__HOW TO COMPLETE THIS TASK__: Pictures are not part of the copy. Write out exactly the lines from the line with "# for each instance of the ceiling fan light" through the end of the entries below.

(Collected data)

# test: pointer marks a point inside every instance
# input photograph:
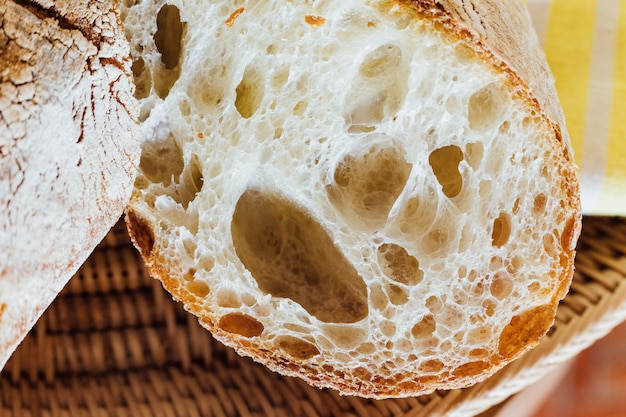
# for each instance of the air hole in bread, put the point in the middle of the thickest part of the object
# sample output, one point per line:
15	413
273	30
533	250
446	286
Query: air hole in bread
378	298
228	298
346	337
168	40
501	230
539	204
432	366
290	255
198	288
424	328
434	304
474	152
296	348
382	61
250	92
299	108
445	165
367	182
397	295
189	183
501	286
379	90
162	160
241	324
418	213
141	78
399	265
471	368
485	107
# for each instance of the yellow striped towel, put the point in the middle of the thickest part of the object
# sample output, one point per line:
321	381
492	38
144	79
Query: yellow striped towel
585	43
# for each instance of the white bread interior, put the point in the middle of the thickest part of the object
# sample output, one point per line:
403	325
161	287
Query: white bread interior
358	193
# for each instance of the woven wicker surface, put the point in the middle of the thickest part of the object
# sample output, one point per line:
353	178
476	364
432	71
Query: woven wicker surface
115	344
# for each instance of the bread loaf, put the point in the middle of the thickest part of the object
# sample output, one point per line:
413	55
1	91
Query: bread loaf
375	196
69	147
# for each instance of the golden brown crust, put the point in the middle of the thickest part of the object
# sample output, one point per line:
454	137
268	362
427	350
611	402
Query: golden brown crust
68	147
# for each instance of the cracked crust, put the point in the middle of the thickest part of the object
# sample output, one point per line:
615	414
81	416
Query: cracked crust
68	147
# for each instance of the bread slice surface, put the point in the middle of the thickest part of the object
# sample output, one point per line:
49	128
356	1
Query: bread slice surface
370	195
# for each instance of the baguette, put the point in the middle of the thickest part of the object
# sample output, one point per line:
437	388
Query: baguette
69	148
378	197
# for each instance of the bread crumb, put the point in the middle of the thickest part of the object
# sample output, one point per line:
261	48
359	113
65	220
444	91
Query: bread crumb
316	21
231	19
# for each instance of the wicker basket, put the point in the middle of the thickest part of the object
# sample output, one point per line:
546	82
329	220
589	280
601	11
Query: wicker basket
115	344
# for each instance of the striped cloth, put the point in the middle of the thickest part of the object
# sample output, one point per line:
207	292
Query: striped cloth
585	43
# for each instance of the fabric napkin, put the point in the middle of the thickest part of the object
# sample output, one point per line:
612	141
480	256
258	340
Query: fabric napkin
585	44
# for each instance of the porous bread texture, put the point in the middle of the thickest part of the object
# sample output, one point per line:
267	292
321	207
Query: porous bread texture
69	148
358	193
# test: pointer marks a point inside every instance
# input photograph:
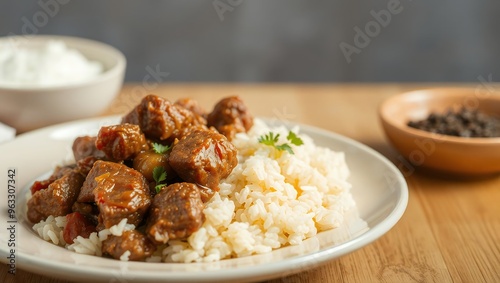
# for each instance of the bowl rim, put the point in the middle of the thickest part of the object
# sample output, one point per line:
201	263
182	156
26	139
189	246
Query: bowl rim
437	91
115	70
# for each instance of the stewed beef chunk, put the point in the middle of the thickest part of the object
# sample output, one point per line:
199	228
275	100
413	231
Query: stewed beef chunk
59	171
119	192
133	241
176	213
204	158
160	119
84	147
230	116
57	199
121	142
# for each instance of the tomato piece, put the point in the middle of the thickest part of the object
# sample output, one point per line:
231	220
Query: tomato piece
77	225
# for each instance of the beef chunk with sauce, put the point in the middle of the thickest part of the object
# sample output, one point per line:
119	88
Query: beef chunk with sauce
119	192
84	147
139	246
86	153
160	119
57	199
230	116
203	158
193	106
121	142
58	173
176	213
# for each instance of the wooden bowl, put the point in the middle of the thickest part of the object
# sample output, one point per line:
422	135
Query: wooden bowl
450	154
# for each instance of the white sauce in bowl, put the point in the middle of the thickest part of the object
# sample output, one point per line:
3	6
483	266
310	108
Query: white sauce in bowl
53	64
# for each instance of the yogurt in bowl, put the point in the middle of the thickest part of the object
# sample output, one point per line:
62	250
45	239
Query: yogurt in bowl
51	64
49	79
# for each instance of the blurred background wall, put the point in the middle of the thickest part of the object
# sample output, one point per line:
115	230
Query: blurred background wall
280	40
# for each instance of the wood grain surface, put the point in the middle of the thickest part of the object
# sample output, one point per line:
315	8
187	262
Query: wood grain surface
450	231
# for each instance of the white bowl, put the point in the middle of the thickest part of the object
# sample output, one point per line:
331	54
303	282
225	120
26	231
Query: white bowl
29	107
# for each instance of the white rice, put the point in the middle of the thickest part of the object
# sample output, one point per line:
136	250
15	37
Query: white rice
271	199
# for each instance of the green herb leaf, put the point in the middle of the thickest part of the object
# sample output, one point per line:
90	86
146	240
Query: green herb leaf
284	146
271	139
160	149
294	139
159	175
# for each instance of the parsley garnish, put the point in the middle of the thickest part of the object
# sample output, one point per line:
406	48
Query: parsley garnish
159	175
160	149
272	138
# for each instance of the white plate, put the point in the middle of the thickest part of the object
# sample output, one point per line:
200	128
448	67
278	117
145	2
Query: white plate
379	190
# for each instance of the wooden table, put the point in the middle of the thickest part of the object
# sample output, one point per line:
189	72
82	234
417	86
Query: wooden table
450	231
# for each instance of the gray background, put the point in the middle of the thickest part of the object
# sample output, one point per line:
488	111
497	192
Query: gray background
279	41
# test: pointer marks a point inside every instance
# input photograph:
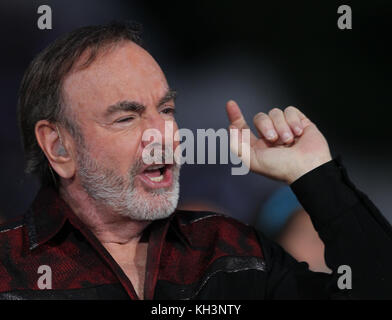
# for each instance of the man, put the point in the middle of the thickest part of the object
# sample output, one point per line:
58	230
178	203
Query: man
104	223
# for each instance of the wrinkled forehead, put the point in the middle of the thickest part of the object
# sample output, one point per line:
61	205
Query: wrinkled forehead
124	71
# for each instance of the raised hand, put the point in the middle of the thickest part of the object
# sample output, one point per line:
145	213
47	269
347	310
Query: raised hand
288	143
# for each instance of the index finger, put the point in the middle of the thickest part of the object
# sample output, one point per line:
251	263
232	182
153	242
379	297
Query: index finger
237	119
235	115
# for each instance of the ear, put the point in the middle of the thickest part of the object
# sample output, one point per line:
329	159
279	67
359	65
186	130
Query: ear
57	147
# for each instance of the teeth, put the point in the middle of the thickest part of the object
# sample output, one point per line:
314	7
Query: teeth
159	166
156	179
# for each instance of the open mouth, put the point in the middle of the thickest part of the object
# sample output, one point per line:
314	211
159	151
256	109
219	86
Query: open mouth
157	175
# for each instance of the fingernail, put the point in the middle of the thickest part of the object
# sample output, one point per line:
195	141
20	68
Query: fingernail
271	134
286	136
298	130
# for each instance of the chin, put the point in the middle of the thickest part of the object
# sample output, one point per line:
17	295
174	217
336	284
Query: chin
148	205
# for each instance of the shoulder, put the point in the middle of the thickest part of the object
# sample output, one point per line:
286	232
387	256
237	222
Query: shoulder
11	228
218	231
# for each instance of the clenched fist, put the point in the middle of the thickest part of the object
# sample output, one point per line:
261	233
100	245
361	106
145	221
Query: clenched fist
288	143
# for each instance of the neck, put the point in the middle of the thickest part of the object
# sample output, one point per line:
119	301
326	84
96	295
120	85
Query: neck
107	225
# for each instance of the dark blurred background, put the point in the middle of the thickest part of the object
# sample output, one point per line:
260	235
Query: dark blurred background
263	54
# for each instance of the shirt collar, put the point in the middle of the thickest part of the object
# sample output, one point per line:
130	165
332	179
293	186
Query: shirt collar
45	217
48	213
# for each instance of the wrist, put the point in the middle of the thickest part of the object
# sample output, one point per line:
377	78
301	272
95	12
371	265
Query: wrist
306	165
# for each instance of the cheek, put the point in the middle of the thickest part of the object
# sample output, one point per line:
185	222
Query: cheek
118	152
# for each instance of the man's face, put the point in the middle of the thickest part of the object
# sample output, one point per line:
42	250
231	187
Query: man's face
115	100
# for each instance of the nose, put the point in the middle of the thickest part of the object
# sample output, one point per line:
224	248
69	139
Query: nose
157	129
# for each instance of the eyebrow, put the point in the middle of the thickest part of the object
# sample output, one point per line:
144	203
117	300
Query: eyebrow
134	106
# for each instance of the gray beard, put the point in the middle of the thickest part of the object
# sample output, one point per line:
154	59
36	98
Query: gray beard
120	194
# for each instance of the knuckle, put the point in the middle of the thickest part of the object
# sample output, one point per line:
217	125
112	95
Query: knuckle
259	117
275	112
290	109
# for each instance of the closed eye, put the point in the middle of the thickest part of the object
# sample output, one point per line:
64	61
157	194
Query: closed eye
169	111
126	119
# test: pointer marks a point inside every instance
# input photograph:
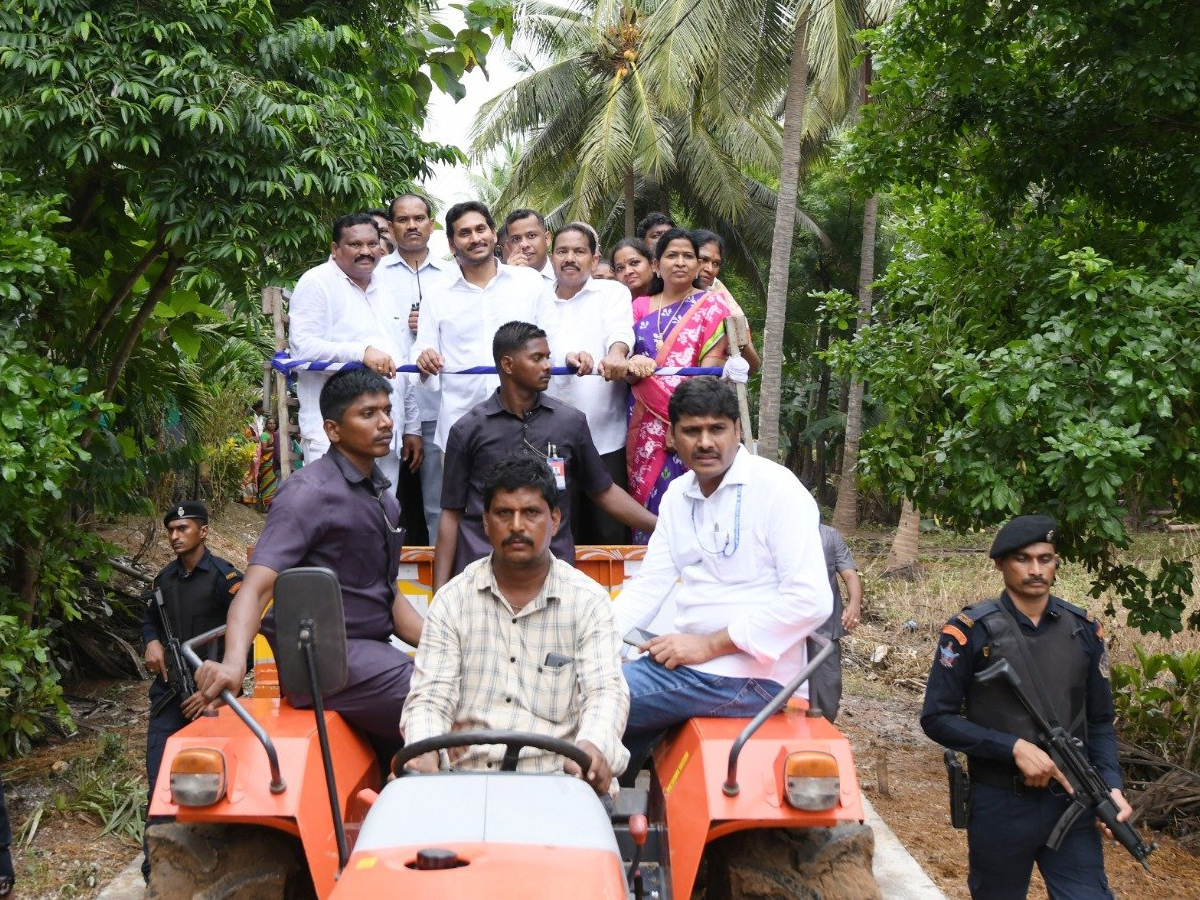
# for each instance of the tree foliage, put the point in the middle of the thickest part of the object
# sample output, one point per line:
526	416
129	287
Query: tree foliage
1038	343
162	161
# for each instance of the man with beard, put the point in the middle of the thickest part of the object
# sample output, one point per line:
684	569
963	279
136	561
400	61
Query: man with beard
589	324
521	641
339	313
457	323
411	274
519	415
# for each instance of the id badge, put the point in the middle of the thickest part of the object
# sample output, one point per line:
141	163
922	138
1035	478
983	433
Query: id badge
558	466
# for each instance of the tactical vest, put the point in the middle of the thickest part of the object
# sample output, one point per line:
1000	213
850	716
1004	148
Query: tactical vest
1059	653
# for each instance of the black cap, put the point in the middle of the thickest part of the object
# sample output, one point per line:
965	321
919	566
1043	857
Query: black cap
1021	532
187	509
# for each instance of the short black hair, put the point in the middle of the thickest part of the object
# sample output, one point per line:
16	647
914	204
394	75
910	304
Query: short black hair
517	471
703	395
636	244
340	391
511	336
349	221
519	214
702	237
461	209
582	228
651	221
675	234
429	209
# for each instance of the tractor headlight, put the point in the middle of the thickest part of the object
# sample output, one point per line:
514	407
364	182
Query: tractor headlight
810	780
197	777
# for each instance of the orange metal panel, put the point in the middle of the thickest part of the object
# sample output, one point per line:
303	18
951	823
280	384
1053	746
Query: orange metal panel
693	766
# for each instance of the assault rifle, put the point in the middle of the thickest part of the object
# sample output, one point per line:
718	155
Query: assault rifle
1067	751
179	675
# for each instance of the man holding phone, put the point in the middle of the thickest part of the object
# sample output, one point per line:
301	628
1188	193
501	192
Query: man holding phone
521	641
738	534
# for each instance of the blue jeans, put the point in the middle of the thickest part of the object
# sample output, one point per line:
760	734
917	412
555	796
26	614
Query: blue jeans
660	697
431	480
1006	835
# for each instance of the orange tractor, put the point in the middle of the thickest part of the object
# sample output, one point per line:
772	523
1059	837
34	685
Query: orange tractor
276	802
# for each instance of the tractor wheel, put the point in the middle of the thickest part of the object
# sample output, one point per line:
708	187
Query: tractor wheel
226	863
792	864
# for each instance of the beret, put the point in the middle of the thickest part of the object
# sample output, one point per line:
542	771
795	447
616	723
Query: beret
1021	532
187	509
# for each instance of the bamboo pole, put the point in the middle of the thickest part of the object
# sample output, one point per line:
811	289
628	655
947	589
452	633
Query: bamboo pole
736	330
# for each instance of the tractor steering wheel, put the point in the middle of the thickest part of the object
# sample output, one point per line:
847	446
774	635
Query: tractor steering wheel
511	739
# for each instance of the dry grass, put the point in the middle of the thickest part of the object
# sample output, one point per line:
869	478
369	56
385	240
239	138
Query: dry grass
954	571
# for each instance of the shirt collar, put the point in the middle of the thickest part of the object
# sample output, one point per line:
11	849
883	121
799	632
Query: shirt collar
551	588
737	474
375	481
395	259
343	276
495	407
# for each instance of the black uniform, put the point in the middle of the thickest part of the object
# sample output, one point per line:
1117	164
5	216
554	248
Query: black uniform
196	604
1009	822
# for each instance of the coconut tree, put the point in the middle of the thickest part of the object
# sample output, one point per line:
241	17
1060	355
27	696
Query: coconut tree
823	51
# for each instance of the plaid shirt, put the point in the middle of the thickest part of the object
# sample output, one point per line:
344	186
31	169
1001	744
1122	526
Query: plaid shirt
480	665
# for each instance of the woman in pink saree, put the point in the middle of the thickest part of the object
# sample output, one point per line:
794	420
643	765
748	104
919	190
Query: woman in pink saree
676	325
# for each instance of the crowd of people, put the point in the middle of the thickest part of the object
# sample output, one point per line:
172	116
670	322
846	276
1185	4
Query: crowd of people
516	465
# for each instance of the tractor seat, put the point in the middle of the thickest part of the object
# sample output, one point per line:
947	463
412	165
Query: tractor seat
630	802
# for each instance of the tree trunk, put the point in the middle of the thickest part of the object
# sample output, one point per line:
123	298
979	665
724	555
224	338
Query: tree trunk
135	331
845	516
120	294
769	397
630	221
903	555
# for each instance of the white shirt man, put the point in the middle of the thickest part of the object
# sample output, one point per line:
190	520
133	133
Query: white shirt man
741	535
457	324
411	274
339	313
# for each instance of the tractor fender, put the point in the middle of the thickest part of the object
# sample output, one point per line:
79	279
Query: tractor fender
693	765
301	809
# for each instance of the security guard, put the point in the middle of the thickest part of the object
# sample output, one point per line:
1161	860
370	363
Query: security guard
1017	791
197	589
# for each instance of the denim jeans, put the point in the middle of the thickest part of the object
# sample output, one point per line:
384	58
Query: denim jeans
660	697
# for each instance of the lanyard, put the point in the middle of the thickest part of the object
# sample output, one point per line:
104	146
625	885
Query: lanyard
721	541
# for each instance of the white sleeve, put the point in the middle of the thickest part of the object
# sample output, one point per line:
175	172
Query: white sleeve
310	324
804	603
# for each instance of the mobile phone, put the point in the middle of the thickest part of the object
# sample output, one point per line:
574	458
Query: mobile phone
637	636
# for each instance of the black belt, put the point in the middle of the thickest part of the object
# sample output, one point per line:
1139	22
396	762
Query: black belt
1003	780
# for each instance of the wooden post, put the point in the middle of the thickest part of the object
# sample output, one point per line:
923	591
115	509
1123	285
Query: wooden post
736	330
273	304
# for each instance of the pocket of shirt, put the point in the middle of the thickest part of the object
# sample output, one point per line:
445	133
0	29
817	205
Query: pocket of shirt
363	559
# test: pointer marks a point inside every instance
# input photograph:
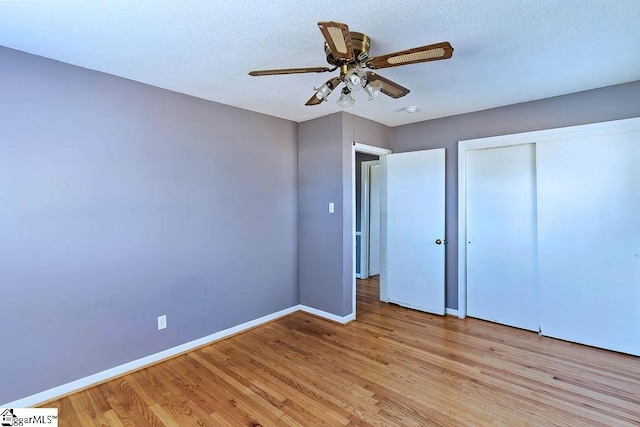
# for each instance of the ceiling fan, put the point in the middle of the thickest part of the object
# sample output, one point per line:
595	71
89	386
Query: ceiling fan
349	51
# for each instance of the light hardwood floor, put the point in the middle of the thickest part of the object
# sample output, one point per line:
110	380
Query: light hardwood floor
392	366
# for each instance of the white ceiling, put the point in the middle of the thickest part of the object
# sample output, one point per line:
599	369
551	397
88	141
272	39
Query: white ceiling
505	51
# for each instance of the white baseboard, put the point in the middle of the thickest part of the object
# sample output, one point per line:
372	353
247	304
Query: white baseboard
329	316
85	382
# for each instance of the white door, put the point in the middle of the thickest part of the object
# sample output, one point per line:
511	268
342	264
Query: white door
374	220
501	236
589	240
413	224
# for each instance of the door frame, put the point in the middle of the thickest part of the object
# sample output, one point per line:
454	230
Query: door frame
376	151
535	137
365	215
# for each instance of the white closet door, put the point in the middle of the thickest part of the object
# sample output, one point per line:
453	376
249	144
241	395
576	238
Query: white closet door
374	220
589	240
501	236
414	229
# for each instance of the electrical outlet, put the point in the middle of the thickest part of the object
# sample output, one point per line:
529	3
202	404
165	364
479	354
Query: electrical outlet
162	321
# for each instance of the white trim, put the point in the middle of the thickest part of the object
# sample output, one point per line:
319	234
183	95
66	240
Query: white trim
384	291
329	316
148	360
570	132
365	214
369	149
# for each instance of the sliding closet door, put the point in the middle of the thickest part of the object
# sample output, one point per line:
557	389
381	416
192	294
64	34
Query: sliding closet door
589	240
501	235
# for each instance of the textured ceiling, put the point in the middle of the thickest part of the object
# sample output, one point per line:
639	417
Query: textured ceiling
505	51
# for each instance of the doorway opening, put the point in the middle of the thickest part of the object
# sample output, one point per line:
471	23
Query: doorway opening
367	250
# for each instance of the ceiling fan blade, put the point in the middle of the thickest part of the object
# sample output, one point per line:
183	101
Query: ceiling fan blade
331	84
433	52
389	88
338	39
290	71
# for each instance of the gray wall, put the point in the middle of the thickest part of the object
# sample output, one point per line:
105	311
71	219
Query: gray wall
598	105
121	202
325	240
319	232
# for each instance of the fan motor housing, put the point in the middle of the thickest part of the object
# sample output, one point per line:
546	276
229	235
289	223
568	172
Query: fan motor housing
361	44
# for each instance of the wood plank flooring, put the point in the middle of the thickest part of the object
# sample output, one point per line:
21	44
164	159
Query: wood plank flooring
392	366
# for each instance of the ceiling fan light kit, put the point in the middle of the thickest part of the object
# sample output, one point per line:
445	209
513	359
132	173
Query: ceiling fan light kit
349	51
345	100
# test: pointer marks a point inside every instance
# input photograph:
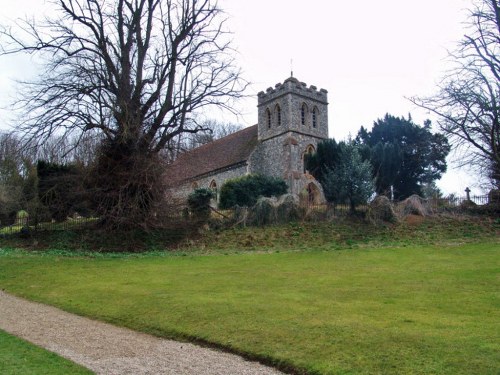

__RESULT OF THE TASK__:
# for each instance of the ceiling fan light kit, put the point in the middle of the thickest part of the object
# sample output, one point per line:
445	209
513	359
132	173
Query: ceiling fan light kit
349	51
345	100
# test: pointer marks a point inside every instance
# input photograph:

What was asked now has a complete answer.